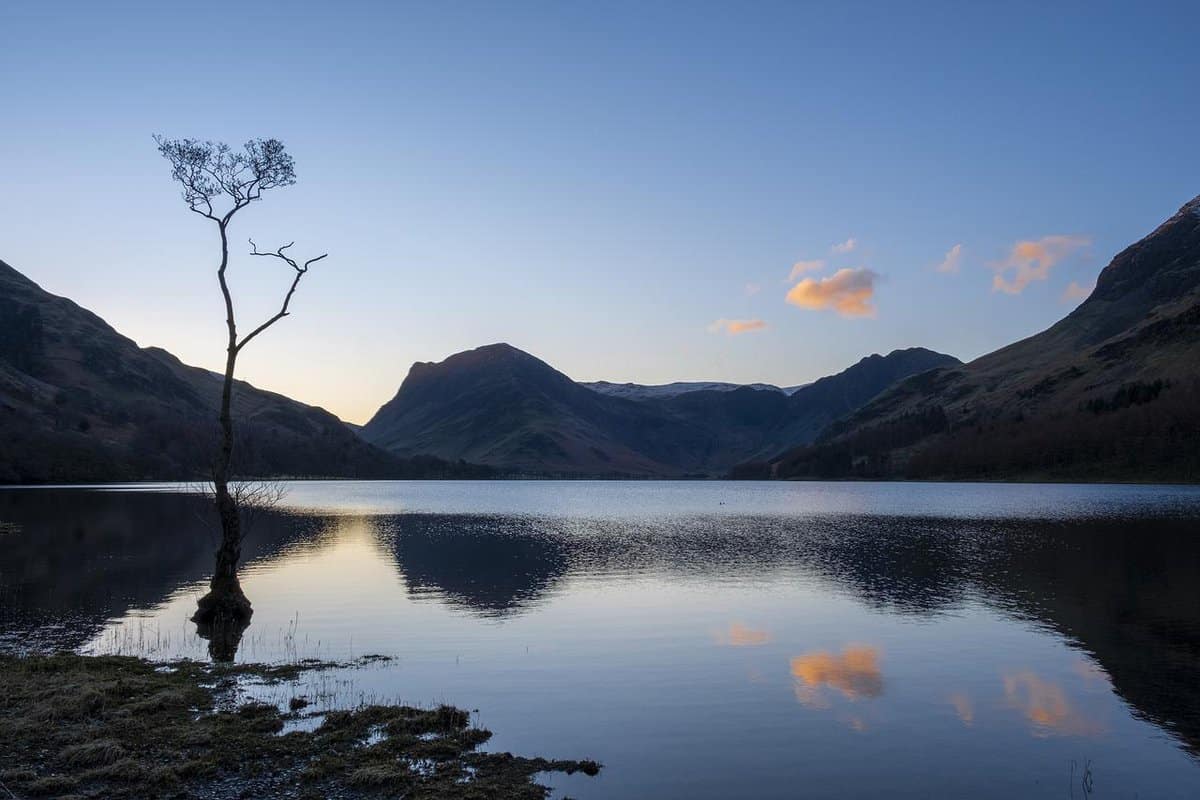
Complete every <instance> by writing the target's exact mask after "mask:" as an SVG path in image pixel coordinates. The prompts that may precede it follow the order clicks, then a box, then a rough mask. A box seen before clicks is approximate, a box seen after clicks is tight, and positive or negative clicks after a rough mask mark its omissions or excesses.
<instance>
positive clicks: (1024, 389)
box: [742, 198, 1200, 481]
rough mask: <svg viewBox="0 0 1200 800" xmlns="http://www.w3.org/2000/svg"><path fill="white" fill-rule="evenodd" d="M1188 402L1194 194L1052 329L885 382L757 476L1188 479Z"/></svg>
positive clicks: (1199, 359) (1132, 479)
mask: <svg viewBox="0 0 1200 800" xmlns="http://www.w3.org/2000/svg"><path fill="white" fill-rule="evenodd" d="M1198 397H1200V198H1196V199H1195V200H1192V201H1190V203H1188V204H1187V205H1184V206H1183V207H1182V209H1180V211H1178V213H1176V215H1175V216H1172V217H1171V218H1170V219H1168V221H1166V222H1165V223H1163V224H1162V225H1159V228H1158V229H1156V230H1154V231H1153V233H1151V234H1150V235H1148V236H1146V237H1145V239H1142V240H1141V241H1139V242H1138V243H1135V245H1133V246H1130V247H1128V248H1126V249H1124V251H1122V252H1121V253H1120V254H1117V255H1116V258H1114V259H1112V261H1111V263H1110V264H1109V265H1108V266H1106V267H1105V269H1104V271H1103V272H1102V273H1100V276H1099V279H1098V281H1097V287H1096V290H1094V291H1093V293H1092V295H1091V296H1090V297H1088V299H1087V300H1086V301H1084V303H1082V305H1080V306H1079V308H1076V309H1075V311H1074V312H1072V313H1070V314H1068V315H1067V317H1066V318H1064V319H1062V320H1061V321H1058V323H1057V324H1056V325H1054V326H1052V327H1050V329H1048V330H1046V331H1043V332H1042V333H1038V335H1036V336H1032V337H1030V338H1027V339H1024V341H1021V342H1016V343H1015V344H1010V345H1008V347H1006V348H1003V349H1001V350H997V351H995V353H991V354H989V355H985V356H983V357H980V359H977V360H976V361H972V362H971V363H968V365H966V366H964V367H959V368H950V369H942V371H937V372H934V373H926V374H923V375H919V377H916V378H912V379H908V380H906V381H904V383H901V384H899V385H896V386H895V387H894V389H893V390H890V391H888V392H886V393H884V395H882V396H880V397H878V398H876V399H875V401H872V402H871V403H869V404H868V405H865V407H864V408H862V409H859V410H858V411H857V413H854V414H853V415H851V416H850V417H847V419H845V420H842V421H840V422H839V423H836V425H835V426H833V427H830V429H829V431H828V432H827V433H826V434H824V435H823V437H822V440H821V441H820V443H817V444H816V445H814V446H809V447H802V449H798V450H794V451H791V452H788V453H786V455H785V456H782V457H781V458H779V459H778V461H776V462H775V464H774V465H773V467H770V468H769V470H770V473H772V474H775V475H778V476H781V477H793V476H797V477H798V476H880V477H894V476H908V477H989V479H991V477H996V479H1000V477H1022V479H1037V477H1046V479H1078V480H1094V479H1108V480H1177V481H1196V480H1200V403H1198V402H1196V398H1198ZM762 471H763V470H762V469H745V470H742V474H744V475H745V474H762Z"/></svg>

☆ ☆ ☆ ☆

▶ [WHAT TO DO]: Reproduce the listing above, changing each "rough mask" to "coarse mask" and leaving everything else as it stands. Leave out the pictures.

▶ [PROBLEM SOLUTION]:
Complete every <instance> by writing the target's exact mask after "mask:" as an SVG path in image pixel coordinates. The prompts that may precede it follow the order clicks, then a box, then a coarse mask. A box seen before clicks is approximate, a box seen after clicks is tight, and positive or negative clicks after a coarse mask mark its omissions or excesses.
<instance>
positive clicks: (1024, 389)
box: [742, 198, 1200, 481]
coarse mask: <svg viewBox="0 0 1200 800" xmlns="http://www.w3.org/2000/svg"><path fill="white" fill-rule="evenodd" d="M1188 402L1194 194L1052 329L885 382L757 476L1188 479Z"/></svg>
positive clicks: (1199, 359) (1132, 479)
mask: <svg viewBox="0 0 1200 800" xmlns="http://www.w3.org/2000/svg"><path fill="white" fill-rule="evenodd" d="M1198 397H1200V198H1196V199H1195V200H1192V201H1190V203H1188V204H1187V205H1184V206H1183V207H1182V209H1180V211H1178V213H1176V215H1175V216H1172V217H1171V218H1170V219H1168V221H1166V222H1165V223H1163V224H1162V225H1159V228H1158V229H1156V230H1154V231H1153V233H1151V234H1150V235H1148V236H1146V237H1145V239H1142V240H1141V241H1139V242H1138V243H1135V245H1133V246H1130V247H1128V248H1126V249H1124V251H1122V252H1121V253H1120V254H1117V255H1116V258H1114V259H1112V261H1111V263H1110V264H1109V265H1108V266H1106V267H1105V269H1104V271H1103V272H1102V273H1100V276H1099V279H1098V281H1097V287H1096V290H1094V291H1093V293H1092V295H1091V296H1090V297H1088V299H1087V300H1086V301H1084V303H1082V305H1080V306H1079V308H1076V309H1075V311H1074V312H1072V313H1070V314H1068V315H1067V317H1066V318H1064V319H1062V320H1061V321H1058V323H1057V324H1056V325H1054V326H1052V327H1050V329H1048V330H1046V331H1043V332H1042V333H1038V335H1036V336H1032V337H1030V338H1027V339H1024V341H1021V342H1016V343H1015V344H1010V345H1008V347H1006V348H1003V349H1001V350H997V351H995V353H991V354H989V355H985V356H983V357H980V359H977V360H976V361H972V362H971V363H968V365H966V366H964V367H959V368H950V369H942V371H937V372H934V373H926V374H923V375H919V377H916V378H912V379H908V380H906V381H904V383H901V384H899V385H896V386H895V387H894V389H893V390H890V391H888V392H886V393H884V395H882V396H880V397H878V398H876V399H875V401H872V402H871V403H869V404H868V405H865V407H864V408H862V409H859V410H858V411H857V413H854V414H853V415H851V416H850V417H847V419H845V420H842V421H840V422H839V423H836V425H835V426H833V427H830V429H829V431H828V432H827V433H826V434H824V435H823V437H822V440H821V441H820V443H817V444H816V445H814V446H809V447H802V449H798V450H794V451H791V452H788V453H786V455H785V456H782V457H781V458H779V459H778V461H776V462H775V464H774V465H773V467H770V468H769V470H770V473H772V474H775V475H778V476H781V477H793V476H797V477H798V476H880V477H894V476H908V477H989V479H991V477H996V479H1000V477H1022V479H1037V477H1046V479H1078V480H1094V479H1108V480H1177V481H1196V480H1200V403H1198V402H1196V398H1198ZM762 471H763V470H762V469H745V470H742V474H744V475H745V474H762Z"/></svg>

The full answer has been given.